**Exercise data**
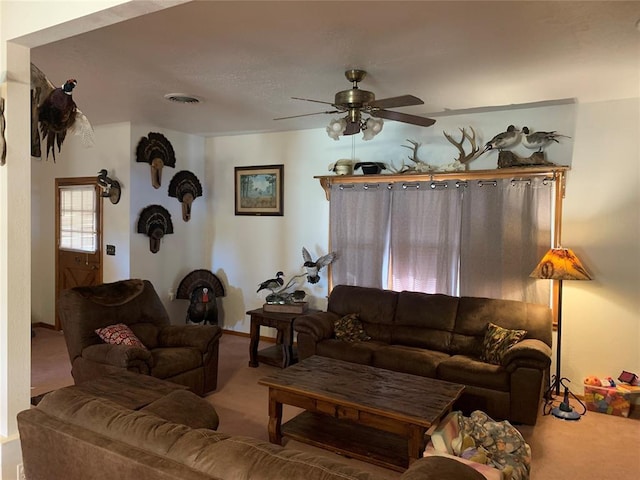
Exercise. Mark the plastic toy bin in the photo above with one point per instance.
(609, 400)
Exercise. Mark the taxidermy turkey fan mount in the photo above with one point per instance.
(356, 102)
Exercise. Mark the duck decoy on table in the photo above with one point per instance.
(313, 267)
(503, 140)
(539, 140)
(56, 113)
(272, 283)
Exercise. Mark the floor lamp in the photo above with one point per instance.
(560, 264)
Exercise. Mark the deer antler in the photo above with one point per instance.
(464, 158)
(415, 147)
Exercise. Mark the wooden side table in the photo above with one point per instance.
(282, 354)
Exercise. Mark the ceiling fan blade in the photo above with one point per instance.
(403, 117)
(393, 102)
(309, 100)
(306, 115)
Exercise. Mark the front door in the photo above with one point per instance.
(78, 235)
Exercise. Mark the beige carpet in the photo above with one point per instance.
(597, 446)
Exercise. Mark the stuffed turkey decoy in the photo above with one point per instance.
(201, 287)
(57, 113)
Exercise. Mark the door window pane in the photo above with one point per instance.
(78, 229)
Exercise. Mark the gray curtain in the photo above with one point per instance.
(425, 237)
(359, 219)
(473, 238)
(506, 225)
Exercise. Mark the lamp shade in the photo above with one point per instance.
(560, 264)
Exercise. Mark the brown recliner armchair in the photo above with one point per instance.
(184, 354)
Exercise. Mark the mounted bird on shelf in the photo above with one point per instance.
(503, 140)
(56, 113)
(539, 140)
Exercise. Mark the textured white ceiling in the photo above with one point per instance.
(245, 60)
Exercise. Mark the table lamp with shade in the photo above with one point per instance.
(560, 264)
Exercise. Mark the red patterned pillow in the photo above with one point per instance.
(119, 334)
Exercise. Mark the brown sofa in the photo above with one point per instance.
(184, 354)
(89, 432)
(441, 337)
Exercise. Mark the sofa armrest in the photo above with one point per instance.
(123, 356)
(527, 353)
(196, 336)
(317, 325)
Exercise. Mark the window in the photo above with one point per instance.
(78, 229)
(472, 237)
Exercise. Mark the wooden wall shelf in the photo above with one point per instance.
(557, 172)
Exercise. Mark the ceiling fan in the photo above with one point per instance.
(356, 102)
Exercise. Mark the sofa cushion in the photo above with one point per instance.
(146, 332)
(249, 458)
(169, 362)
(111, 420)
(356, 352)
(413, 360)
(424, 320)
(186, 408)
(472, 371)
(375, 306)
(349, 329)
(119, 334)
(497, 341)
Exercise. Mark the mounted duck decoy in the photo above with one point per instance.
(313, 267)
(110, 188)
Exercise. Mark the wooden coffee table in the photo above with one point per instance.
(375, 415)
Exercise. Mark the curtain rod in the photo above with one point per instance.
(556, 172)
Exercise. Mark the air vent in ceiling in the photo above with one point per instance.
(181, 98)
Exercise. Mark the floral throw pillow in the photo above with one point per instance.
(497, 341)
(119, 334)
(350, 329)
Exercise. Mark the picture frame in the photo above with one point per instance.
(259, 190)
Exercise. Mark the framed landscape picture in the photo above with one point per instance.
(259, 190)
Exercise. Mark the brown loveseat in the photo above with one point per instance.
(78, 434)
(184, 354)
(440, 336)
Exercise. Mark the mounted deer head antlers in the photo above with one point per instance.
(464, 157)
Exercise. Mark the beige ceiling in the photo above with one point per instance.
(244, 60)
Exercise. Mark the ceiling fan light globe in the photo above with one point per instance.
(336, 128)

**Prompt**
Write out the entries above word for word. Do not include the pictures.

**Answer space**
Exercise. Mark the plastic toy bin in the photo above with one point per instance.
(609, 400)
Exercise. Mark the taxidermy turkey fan mount in the photo above with one point per instance.
(356, 102)
Exercise. Mark the duck decoy on table in the photo above with one point per instance.
(313, 267)
(503, 140)
(539, 140)
(56, 113)
(272, 283)
Exercise. Mark the floor lamp in the photo above with one point per instance.
(560, 264)
Exercise. Mark the deer antler in the photo above with one point per instance.
(464, 158)
(415, 147)
Exercise. Mark the wooden side table in the photo above with one point per instance.
(282, 354)
Exercise. Mark the ceiling fan blade in the photo above with one point per instance.
(403, 117)
(393, 102)
(309, 100)
(306, 115)
Exercise. Mark the front door in the photo above with one point per instance.
(78, 235)
Exercise. Mark the beige carpet in the photo above with one point per instance.
(597, 446)
Exercise. Mark the stuffed turkey decoy in the photo above with one point per instance.
(201, 287)
(57, 113)
Exercise. Mark the door window pane in the photo above with one point per instance.
(78, 229)
Exercise. Mark the gray curtain in the photo above with one point per instance.
(425, 237)
(359, 219)
(473, 238)
(506, 225)
Exercise. Mark the lamp shade in the photo above with one point per instance.
(560, 264)
Exercise. Mark the brown recliner armchair in the photo above with one point per instance.
(184, 354)
Exercise. Mark the mounted bird on shelf in the photo above with one point per instance.
(503, 140)
(56, 113)
(539, 140)
Exercise. Mark the textured white ceiling in the photo above with one point per instance.
(245, 60)
Exercise. Mark the table lamp with shade in the photo above with one point per instance.
(560, 264)
Exercise. Mark the red patterned pillow in the photo above with one point per instance.
(119, 334)
Exercise. Mark the brown sofa in the photo above with one point per instance.
(184, 354)
(89, 432)
(441, 337)
Exercise. Mark the sofa armrest in the photo above with one point per instance.
(123, 356)
(527, 353)
(196, 336)
(317, 325)
Exercise. Mark the window in the photo above with one point per instance.
(78, 229)
(472, 237)
Exercise. Mark the wooden wall shelf in the photo above with one point per instance.
(557, 172)
Exercise. Mark the ceiling fan in the photo above with one point per instance.
(356, 102)
Exercise. Mark the sofa cushion in the photo above with one point per instance.
(146, 332)
(249, 458)
(169, 362)
(111, 420)
(356, 352)
(413, 360)
(424, 320)
(186, 408)
(472, 371)
(375, 306)
(349, 329)
(119, 334)
(497, 341)
Exercise. Mark the mounted duck decoy in the photo above with one point per instance.
(313, 267)
(110, 188)
Exercise. Mark the wooden coffee table in the photo above with one point per instance.
(375, 415)
Exercise. Mark the curtain rod in the photo above with one point per instance.
(556, 172)
Exercise. Mark the air vent in ceiling in the photo above with one point per instance.
(181, 98)
Exercise. Mark the floral throw pillow in the photo above with one point per instance.
(497, 341)
(119, 334)
(350, 329)
Exercise. Mark the picture frame in the photo above with one point per instance.
(259, 190)
Exercise. Mark the framed landscape picture in the photo above with one point per instance.
(259, 190)
Exercise. Mark the brown loveseat in the photo above with one point per instance.
(78, 434)
(184, 354)
(440, 336)
Exercise. Mark the mounted deer head antlers in the photo above with one point per instance.
(464, 157)
Exercise. Mark the beige ceiling in the photo above with one point per instance.
(244, 60)
Exercise. Mark the ceiling fan light globe in the photo above with one point per instance.
(336, 128)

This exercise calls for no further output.